## [What you are asked to do]
Return each entry word for word, without its pictures.

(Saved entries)
-------------------------
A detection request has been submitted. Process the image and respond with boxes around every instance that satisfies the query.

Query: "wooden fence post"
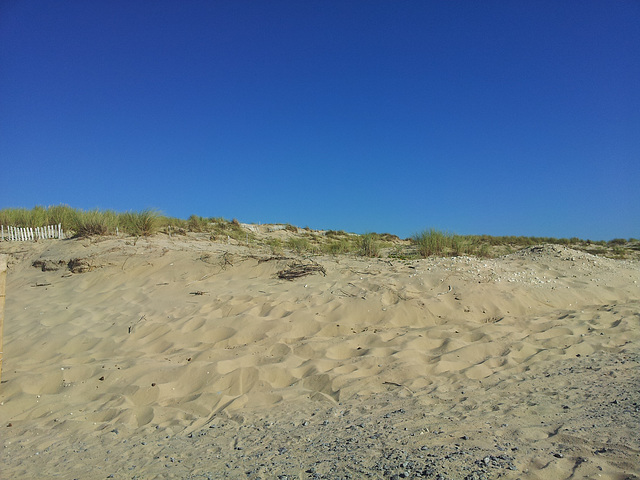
[0,254,6,385]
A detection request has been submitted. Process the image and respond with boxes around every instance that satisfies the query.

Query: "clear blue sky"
[1,1,638,240]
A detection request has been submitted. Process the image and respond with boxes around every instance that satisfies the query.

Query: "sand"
[0,232,638,479]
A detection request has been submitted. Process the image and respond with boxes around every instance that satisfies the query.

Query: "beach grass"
[287,237,312,254]
[323,238,355,255]
[359,233,380,257]
[1,206,637,259]
[119,209,160,236]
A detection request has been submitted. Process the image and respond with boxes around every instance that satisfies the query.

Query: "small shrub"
[608,238,626,246]
[611,246,626,258]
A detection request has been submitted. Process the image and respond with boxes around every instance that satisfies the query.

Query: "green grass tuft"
[120,209,160,236]
[72,209,119,237]
[287,237,312,253]
[359,233,380,257]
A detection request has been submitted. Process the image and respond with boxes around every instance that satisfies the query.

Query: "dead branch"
[277,261,326,280]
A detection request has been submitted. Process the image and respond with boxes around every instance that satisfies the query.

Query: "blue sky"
[1,1,638,240]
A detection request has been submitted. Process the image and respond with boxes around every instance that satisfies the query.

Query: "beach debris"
[128,314,147,334]
[437,285,452,296]
[68,258,93,273]
[190,291,208,296]
[257,255,290,264]
[222,252,234,267]
[32,259,66,271]
[33,257,98,274]
[277,260,326,280]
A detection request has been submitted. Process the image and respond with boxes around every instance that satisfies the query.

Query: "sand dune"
[1,233,638,479]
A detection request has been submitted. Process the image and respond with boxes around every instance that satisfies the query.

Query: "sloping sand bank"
[1,235,638,479]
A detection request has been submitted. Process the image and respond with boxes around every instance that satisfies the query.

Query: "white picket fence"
[1,224,64,242]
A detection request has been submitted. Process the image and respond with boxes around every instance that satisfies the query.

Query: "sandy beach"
[0,230,638,479]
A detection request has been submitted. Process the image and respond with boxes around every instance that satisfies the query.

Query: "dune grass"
[119,209,160,236]
[1,206,636,260]
[409,229,635,259]
[72,209,119,236]
[287,237,312,253]
[2,206,170,238]
[323,238,355,255]
[359,233,380,257]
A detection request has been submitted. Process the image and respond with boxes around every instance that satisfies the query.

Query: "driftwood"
[257,255,290,264]
[277,261,326,280]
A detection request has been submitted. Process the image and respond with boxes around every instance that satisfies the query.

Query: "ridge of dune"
[0,233,638,479]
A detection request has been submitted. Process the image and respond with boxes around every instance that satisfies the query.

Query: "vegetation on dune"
[265,238,283,255]
[119,209,160,237]
[409,229,639,260]
[323,238,355,255]
[287,237,312,254]
[359,233,380,257]
[72,209,119,236]
[412,229,477,257]
[0,206,637,260]
[0,206,242,239]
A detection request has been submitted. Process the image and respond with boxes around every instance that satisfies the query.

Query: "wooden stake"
[0,254,6,385]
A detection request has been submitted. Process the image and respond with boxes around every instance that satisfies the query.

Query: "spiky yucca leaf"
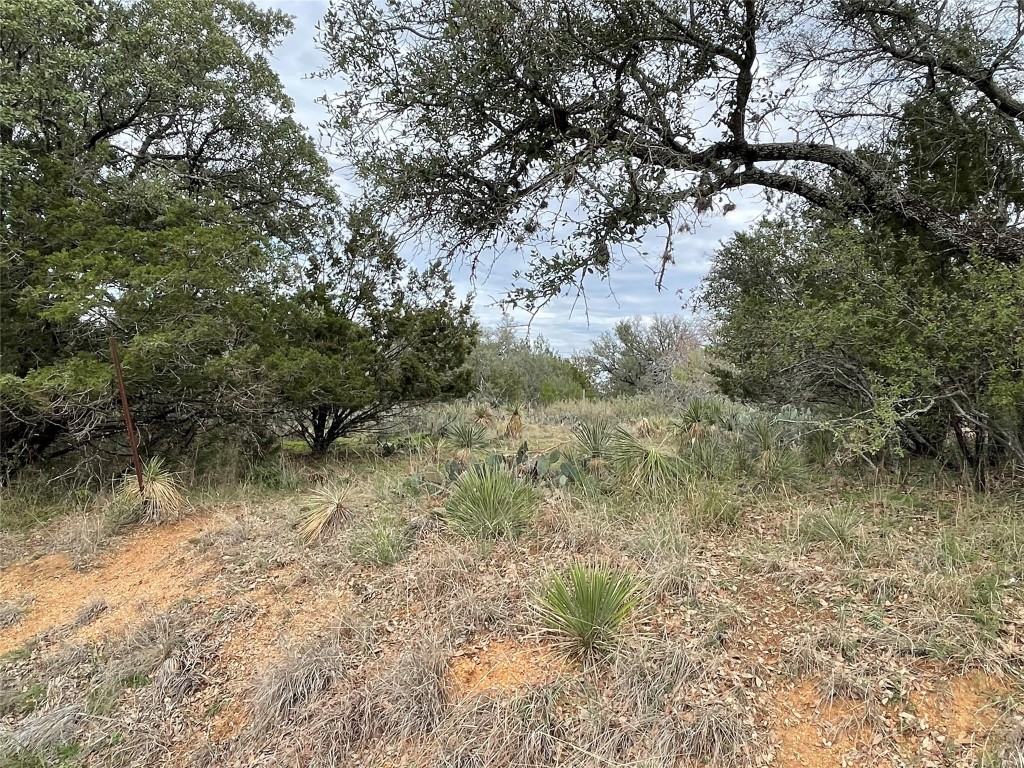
[444,464,536,539]
[572,419,612,460]
[609,428,681,490]
[298,483,355,543]
[534,564,642,657]
[115,457,186,524]
[446,420,488,454]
-------------------------
## [Solution below]
A detection request has been submitted. Process the image and respond with boxes around every instance that satisfies the query.

Query: "wooden fence post"
[0,254,6,385]
A detection request has been submitted. Process the image and respond with boxes around every instance that satisfies the query.

Query: "clear blue sky"
[1,1,638,240]
A detection request has been submitted. Process the image and respond with boxes around every instance that satisfies the query.

Query: "sand"
[0,232,638,479]
A detection request has been submitted. Process the image and respond with boxes around every instance that satisfies the query.

Query: "beach grass"
[287,237,312,254]
[323,238,355,255]
[359,233,380,257]
[1,206,637,259]
[119,209,160,236]
A detection request has been submitted. Process the image and respond with boxes around every instance that satisfies the query.

Query: "small shrub"
[608,238,626,246]
[611,246,626,258]
A detection request has been submitted. Process the image and respond with boxes around every instance that satisfies the query.

Query: "green grass tuft"
[120,209,160,236]
[72,209,119,237]
[287,237,312,253]
[359,233,380,257]
A detection request has been submitted. Process the image and respond with boxes around every instance that satisfies the query.

Query: "dead branch"
[277,261,326,280]
A detection request has been submitted. Process the image and respond with boxes around every instance that satisfies the query.

Query: "blue sky"
[1,1,638,240]
A detection request has been submitted. Process the image and respond with boxes around every instance that satisfies the query.

Query: "beach debris"
[128,314,147,334]
[437,285,452,296]
[68,258,93,273]
[190,291,208,296]
[257,255,290,264]
[222,252,234,267]
[32,259,66,271]
[33,257,98,274]
[277,260,326,280]
A detection request has been submitted. Process the image and respond with boxes around every instance that satisfies the query.

Query: "sand dune"
[1,233,638,479]
A detection request has been submitted. Process the image and respond with boxes around every instance that satisfies the query.

Query: "sloping sand bank"
[1,235,638,479]
A detection request has been submitted. Process the image and respond with boxes around every instance that satisfies the query.

Query: "white picket fence"
[1,224,64,242]
A detection request has been submitted. Process the image and respond with boxes around every instance that satisfies the query.

Query: "sandy beach"
[0,230,638,479]
A detection request has been submitted. Process the image and respond with boxes around every instance that satisfies the query.

Query: "dune grass"
[119,209,160,236]
[1,206,636,260]
[409,229,635,259]
[72,209,119,236]
[287,237,312,253]
[2,206,170,238]
[323,238,355,255]
[359,233,380,257]
A detection request has been submitted. Process the image and respond with boxes around every instance that satisfies the query.

Query: "driftwood"
[257,255,290,264]
[277,261,326,280]
A detection request has been submitted. Process the image and respond with boxes around every instance that satisfies the query.

Query: "ridge of dune"
[0,233,638,479]
A detection request has been submitted. Process the image and respond with boxes around every instance that satisfies the query.

Query: "vegetation on dune"
[265,238,283,255]
[119,209,160,237]
[409,229,639,260]
[323,238,355,255]
[287,237,312,254]
[359,233,380,257]
[72,209,119,236]
[412,229,477,257]
[0,206,637,260]
[0,206,242,239]
A detection request has been submitted. Process the image and respond with boxes around every instance that satisfies the query.

Query: "wooden stake"
[0,254,6,385]
A detection request has been submitted. Process the image and respond with boxes around every instance that satisfies the query.

Query: "spiky yucca leaf"
[444,464,536,539]
[572,419,612,460]
[609,428,681,490]
[298,483,355,543]
[534,564,642,657]
[115,457,186,524]
[446,420,488,454]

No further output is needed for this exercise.